→ STATED EXERCISE
Rescale the items, beginning with the line containing "In the picture above, where can the white ceiling" and continuing through the last line of the items. Reproduce every line, leaving the wording lines unchanged, and multiply each coordinate in the marked points by 1.65, rounding to the nearest whole number with halves rounded up.

→ RECORDS SUPPLIED
● ● ● ● ● ● ●
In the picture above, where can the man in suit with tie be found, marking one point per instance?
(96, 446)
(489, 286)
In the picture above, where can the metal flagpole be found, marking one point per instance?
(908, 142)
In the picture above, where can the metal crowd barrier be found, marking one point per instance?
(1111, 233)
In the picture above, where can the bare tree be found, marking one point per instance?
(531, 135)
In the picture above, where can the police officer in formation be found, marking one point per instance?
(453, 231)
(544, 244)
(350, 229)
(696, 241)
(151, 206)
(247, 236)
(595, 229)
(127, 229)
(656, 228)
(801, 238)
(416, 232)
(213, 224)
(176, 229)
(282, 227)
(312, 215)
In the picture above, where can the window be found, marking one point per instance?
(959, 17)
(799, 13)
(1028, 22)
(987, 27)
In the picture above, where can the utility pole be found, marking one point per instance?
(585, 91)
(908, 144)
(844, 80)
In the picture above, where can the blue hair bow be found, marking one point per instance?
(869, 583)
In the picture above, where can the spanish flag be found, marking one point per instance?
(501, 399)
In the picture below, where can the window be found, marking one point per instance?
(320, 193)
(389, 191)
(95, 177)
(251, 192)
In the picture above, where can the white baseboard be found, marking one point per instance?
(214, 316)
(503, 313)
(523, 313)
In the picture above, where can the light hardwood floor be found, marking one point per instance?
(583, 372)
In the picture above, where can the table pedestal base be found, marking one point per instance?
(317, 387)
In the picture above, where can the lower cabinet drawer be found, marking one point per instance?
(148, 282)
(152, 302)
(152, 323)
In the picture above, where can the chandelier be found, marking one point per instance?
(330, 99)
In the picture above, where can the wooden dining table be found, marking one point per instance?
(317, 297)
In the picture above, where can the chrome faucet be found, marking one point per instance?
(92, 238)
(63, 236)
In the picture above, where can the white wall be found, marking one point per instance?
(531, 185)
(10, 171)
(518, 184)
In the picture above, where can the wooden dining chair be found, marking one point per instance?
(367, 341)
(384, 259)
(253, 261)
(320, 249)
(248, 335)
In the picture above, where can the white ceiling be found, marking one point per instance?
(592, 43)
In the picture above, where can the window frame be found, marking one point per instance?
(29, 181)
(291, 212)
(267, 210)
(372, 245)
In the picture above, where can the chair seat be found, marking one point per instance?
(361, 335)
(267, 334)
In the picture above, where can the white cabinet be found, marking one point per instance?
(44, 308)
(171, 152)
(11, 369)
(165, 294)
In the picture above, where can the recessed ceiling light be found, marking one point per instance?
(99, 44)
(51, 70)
● ● ● ● ● ● ●
→ PROBLEM SOLUTION
In the picture above, where can the white ceiling be found, marking one point per instance?
(977, 71)
In the picture above, where can the window frame be found, marking one point per instance?
(48, 299)
(480, 350)
(441, 347)
(614, 404)
In the picture above, where can the chair seat be found, marking one point per instance?
(596, 553)
(441, 551)
In the picture above, where can the white cabinet be found, marking one point per instance?
(73, 508)
(282, 251)
(18, 609)
(272, 485)
In the picture above, where can the recessed ceiling light be found, marking one point per instance?
(163, 73)
(84, 116)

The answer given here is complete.